▶ _THE PROBLEM_
Take the entries below and print all of them exactly, please.

--- START MATERIAL SHOWN ---

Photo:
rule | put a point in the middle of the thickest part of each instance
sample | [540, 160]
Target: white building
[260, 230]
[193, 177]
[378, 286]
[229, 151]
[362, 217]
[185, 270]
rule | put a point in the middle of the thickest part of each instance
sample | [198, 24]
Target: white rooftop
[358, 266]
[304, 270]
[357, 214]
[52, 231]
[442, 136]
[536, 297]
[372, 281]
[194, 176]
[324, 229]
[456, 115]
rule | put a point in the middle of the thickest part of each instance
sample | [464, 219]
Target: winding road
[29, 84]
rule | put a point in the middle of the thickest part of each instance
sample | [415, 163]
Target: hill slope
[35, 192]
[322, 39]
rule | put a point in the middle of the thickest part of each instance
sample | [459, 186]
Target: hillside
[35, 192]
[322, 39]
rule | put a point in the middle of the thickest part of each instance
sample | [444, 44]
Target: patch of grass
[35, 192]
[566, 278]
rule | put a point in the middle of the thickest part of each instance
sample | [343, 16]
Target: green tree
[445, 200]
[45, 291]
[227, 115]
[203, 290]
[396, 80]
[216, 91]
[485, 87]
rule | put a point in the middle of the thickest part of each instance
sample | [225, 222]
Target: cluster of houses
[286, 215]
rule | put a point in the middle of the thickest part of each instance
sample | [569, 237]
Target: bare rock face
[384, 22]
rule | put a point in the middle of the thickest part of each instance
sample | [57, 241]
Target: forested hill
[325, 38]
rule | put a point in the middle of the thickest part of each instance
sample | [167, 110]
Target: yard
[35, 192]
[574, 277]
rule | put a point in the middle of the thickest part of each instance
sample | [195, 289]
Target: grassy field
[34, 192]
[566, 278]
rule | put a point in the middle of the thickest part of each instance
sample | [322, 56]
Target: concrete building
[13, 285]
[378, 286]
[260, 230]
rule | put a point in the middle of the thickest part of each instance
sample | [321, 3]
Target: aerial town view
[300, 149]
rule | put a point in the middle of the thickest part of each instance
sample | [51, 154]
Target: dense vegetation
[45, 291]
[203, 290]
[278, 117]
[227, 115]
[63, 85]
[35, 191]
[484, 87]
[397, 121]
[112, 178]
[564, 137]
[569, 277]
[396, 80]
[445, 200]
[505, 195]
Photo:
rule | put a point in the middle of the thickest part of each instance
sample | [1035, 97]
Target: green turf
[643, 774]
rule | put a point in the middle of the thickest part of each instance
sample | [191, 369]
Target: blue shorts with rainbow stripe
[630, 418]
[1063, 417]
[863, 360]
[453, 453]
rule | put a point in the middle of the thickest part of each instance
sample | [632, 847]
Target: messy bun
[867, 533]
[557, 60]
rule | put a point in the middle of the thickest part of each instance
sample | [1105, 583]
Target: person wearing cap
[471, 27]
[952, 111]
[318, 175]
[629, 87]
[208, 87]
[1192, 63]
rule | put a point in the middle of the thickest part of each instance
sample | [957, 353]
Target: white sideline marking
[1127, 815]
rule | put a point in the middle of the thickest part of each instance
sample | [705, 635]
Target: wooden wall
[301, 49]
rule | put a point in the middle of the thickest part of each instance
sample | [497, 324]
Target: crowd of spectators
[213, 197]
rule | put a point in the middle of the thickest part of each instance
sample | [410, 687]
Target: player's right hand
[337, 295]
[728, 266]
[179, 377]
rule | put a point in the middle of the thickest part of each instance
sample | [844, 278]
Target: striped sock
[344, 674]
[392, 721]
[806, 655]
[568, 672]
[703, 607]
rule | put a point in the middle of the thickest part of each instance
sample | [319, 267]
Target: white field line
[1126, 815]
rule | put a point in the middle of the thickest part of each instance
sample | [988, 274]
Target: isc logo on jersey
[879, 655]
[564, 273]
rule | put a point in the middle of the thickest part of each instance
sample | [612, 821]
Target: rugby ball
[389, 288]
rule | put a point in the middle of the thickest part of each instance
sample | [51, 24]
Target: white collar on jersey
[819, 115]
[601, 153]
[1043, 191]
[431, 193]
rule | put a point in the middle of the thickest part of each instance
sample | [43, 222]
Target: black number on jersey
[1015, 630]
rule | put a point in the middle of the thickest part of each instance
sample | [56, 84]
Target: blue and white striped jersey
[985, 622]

--- END MATERIAL SHOWN ---

▶ _ANSWER TO THIS EXERCISE_
Photo:
rule | put a point in the middle of the thickest part of each instance
sample | [540, 160]
Target: white building
[260, 230]
[193, 177]
[378, 286]
[229, 151]
[362, 217]
[185, 270]
rule | put a point in the middle of the thickest part of each instance
sample | [198, 24]
Target: white rooftop
[358, 266]
[304, 270]
[357, 214]
[52, 231]
[442, 136]
[536, 297]
[372, 281]
[194, 176]
[324, 229]
[456, 115]
rule | put a point in the middle of the thickest part of each instance
sample | [464, 219]
Target: winding road
[29, 84]
rule | put a point in the middle of the thickest part of each instance
sample | [415, 163]
Target: hill slope
[35, 192]
[322, 39]
rule | put a point in the middle of the thickest part of each instance
sample | [459, 186]
Target: hillside
[35, 192]
[322, 39]
rule | put a point in the middle of the thickest part of each instance
sample | [444, 44]
Target: patch of grass
[35, 192]
[566, 278]
rule | put a point in the middle of the thickest part of each instance
sample | [343, 16]
Target: green tree
[445, 200]
[45, 291]
[227, 115]
[203, 290]
[396, 80]
[216, 91]
[485, 87]
rule | put a point in the middle of the thickest part of each instance
sample | [225, 222]
Target: cluster of houses
[286, 215]
rule | put a point in the middle of the thickest part of each instance
sample | [569, 237]
Target: bare rock face
[384, 22]
rule | put a point in the middle of the thickest part of each instance
sample | [57, 241]
Target: forested hill
[325, 38]
rule | put a point in the middle of the thickest part of each instance
sample | [167, 110]
Target: yard
[35, 192]
[574, 277]
rule | put a point in the middle of the thickest part of each instance
sample | [195, 289]
Target: grassy field
[34, 192]
[566, 278]
rule | put a point in the middle of the thickest part of each instance
sample | [322, 56]
Target: concrete building
[13, 285]
[378, 286]
[260, 230]
rule | put a point in the middle of the thickest part of each instance
sample | [321, 3]
Target: aerial town view
[300, 149]
rule | put a point in the middle of the thickest part of each instance
sample | [51, 154]
Target: dense vegetation
[45, 291]
[203, 290]
[278, 117]
[227, 115]
[63, 85]
[35, 191]
[484, 87]
[397, 121]
[112, 178]
[564, 137]
[569, 277]
[396, 80]
[445, 200]
[505, 195]
Photo:
rule | put a point in the middle of the thickest part of each instance
sample | [1035, 97]
Target: green turf
[643, 774]
rule | put a point in the middle of the thickest part of each instance
sample | [191, 369]
Target: blue shorts with rainbow stripe
[630, 418]
[1063, 417]
[863, 360]
[453, 453]
rule | put a point in the middle of the thickest part of each instance
sample | [632, 847]
Target: messy bun
[867, 533]
[557, 60]
rule | put a point in the middle of the thickest part of each instance
sample | [1105, 583]
Target: person wearing cap
[471, 27]
[952, 111]
[318, 175]
[629, 87]
[208, 87]
[1192, 63]
rule | put a point in the middle of the thickest part of each instance
sample | [957, 353]
Target: white sideline marking
[1127, 815]
rule | put a point in the middle of the thickest part of each instance
sample | [705, 635]
Target: wooden wall
[301, 49]
rule | put a point in the middle of the thickest part of each instance
sample | [497, 324]
Target: crowd of spectators
[213, 197]
rule | put a point in the middle of the thickest part of each instance
sample | [410, 687]
Target: player's right hand
[337, 295]
[728, 266]
[179, 377]
rule | put a point in the middle of the thickest part of each instance
sample | [844, 278]
Target: striped sock
[344, 674]
[392, 721]
[806, 655]
[568, 672]
[703, 607]
rule | put a point in the middle of the thickest part of each instance
sample | [319, 267]
Target: white field line
[1126, 815]
rule | put a point in the middle of the thickest part of each instance
sample | [988, 274]
Target: isc logo on jersey
[879, 655]
[564, 273]
rule | put a point in the middle of the thickest part of each instance
sample | [612, 821]
Target: rugby ball
[389, 288]
rule | put a point in the middle of the thickest part of each instance
sample | [51, 24]
Target: white collar on jersey
[819, 115]
[601, 153]
[1043, 191]
[431, 193]
rule | put a point in the middle of the thickest part of each instance
sample | [43, 222]
Target: black number on jersey
[1015, 630]
rule | put a point in the middle of the thickest part of each instance
sample | [56, 84]
Target: blue and white striped jersey
[985, 622]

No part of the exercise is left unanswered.